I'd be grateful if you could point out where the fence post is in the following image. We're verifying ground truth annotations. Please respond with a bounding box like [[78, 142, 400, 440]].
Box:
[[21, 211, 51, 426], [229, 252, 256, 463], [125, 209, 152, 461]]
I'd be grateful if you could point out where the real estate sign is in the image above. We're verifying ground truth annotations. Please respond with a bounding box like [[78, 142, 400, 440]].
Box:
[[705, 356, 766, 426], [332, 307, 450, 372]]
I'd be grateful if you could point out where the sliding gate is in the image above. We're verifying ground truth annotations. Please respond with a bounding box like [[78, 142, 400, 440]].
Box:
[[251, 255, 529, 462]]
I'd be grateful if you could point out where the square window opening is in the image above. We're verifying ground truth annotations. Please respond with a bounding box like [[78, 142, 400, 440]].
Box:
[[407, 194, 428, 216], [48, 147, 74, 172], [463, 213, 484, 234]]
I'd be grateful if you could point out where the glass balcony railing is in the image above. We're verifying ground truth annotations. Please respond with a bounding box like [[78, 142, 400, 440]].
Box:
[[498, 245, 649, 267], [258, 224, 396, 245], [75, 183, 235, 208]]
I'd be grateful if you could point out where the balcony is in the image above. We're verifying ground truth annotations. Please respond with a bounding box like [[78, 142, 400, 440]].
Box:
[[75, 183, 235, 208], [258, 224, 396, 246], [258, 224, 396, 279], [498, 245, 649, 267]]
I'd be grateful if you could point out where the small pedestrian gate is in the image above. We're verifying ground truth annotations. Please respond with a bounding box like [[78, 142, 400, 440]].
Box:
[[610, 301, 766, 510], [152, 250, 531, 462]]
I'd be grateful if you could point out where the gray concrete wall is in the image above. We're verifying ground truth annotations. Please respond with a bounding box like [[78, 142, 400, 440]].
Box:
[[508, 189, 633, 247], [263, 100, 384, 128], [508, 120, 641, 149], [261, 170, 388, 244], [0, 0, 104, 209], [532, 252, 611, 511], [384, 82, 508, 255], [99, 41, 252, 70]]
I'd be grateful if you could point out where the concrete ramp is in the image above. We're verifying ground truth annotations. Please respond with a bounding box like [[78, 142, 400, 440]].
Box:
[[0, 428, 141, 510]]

• _Task to carry out_:
From the data above, extract each line that contains the word "concrete".

• _Response to this exercise_:
I'd be grateful if you could point out where the gray concrete wall is in the image above. We're verifying ground truth annotations. Please respond with a bounding box like [[78, 142, 400, 440]].
I'd be grateful if you could point out where the concrete ramp is in the image above. We're verifying ground truth annotations. Please respond with a bounding box like [[78, 142, 400, 440]].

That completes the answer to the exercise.